Data supplied >>

[start]

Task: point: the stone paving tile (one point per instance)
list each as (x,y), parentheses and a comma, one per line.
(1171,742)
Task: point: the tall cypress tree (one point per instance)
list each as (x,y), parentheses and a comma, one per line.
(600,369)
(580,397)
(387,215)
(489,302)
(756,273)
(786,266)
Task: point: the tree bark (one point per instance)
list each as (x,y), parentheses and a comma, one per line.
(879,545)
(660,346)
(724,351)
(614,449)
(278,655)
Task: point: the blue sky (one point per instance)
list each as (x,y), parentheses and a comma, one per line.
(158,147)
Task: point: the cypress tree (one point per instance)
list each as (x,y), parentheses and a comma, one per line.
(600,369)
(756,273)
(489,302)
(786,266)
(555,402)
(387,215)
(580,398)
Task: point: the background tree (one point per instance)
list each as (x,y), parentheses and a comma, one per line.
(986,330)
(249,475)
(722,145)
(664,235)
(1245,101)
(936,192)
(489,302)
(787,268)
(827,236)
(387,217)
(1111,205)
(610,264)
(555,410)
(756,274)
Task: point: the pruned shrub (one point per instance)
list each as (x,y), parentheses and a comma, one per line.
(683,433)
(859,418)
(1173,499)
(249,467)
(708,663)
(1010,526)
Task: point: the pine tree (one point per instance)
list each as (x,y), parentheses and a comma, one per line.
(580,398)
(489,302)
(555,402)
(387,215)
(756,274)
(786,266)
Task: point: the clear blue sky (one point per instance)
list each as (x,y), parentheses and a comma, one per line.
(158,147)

[end]
[start]

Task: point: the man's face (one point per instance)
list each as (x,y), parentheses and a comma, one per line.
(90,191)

[end]

Tally the lines of the records that contain the string "cypress", treating case as significant, and give only the number.

Correct output >>
2